--- DATA FOR THIS EXERCISE ---

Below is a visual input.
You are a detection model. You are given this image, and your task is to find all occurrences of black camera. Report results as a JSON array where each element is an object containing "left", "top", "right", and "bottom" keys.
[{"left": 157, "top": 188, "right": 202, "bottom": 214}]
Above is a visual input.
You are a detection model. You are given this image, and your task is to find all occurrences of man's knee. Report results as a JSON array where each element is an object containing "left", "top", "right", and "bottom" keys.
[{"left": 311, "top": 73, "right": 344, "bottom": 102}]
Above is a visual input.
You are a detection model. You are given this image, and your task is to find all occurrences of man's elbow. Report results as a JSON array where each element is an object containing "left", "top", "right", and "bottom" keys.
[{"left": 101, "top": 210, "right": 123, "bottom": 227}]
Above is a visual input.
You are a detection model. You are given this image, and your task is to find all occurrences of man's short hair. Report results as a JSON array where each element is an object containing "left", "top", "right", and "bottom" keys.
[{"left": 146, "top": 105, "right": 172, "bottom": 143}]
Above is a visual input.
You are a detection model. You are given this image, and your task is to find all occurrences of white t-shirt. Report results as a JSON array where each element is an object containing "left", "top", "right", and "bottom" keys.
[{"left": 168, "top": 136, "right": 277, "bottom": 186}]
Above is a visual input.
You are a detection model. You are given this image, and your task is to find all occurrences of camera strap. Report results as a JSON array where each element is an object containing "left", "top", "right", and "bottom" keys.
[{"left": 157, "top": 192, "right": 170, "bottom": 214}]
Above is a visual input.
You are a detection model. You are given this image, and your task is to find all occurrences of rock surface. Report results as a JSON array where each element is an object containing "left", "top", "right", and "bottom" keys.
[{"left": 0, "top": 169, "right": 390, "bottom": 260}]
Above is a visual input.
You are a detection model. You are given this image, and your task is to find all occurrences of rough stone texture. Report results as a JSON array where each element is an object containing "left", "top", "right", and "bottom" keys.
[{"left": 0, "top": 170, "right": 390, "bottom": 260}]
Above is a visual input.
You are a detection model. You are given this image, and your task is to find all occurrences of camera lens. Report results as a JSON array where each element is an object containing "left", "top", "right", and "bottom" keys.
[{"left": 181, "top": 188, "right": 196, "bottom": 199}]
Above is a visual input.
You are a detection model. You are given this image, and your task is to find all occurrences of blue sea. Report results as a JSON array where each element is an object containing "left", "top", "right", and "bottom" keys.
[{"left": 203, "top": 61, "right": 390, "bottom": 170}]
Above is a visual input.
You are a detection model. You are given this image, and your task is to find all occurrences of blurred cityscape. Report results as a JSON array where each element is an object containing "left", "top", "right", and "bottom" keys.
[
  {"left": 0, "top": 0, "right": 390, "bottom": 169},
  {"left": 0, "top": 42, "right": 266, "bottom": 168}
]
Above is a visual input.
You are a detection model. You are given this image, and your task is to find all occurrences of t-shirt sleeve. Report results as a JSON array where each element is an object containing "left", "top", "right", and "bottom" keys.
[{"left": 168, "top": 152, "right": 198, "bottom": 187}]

---

### WHAT THE TASK ASKS
Pull together every line of the material above that contains the word "shirt", and copy each one out in full.

### EXERCISE RESPONSE
You are a detection model. You are given this image, and your task is to find all occurrences of white t-shirt. Report results as a JSON array where each element is an object containing "left", "top", "right", and "bottom" keys.
You are a detection model. You are given this image, and your task is to find all occurrences of t-shirt sleeve. Report results as a JSON array where each element is an object containing "left", "top", "right", and "bottom" keys.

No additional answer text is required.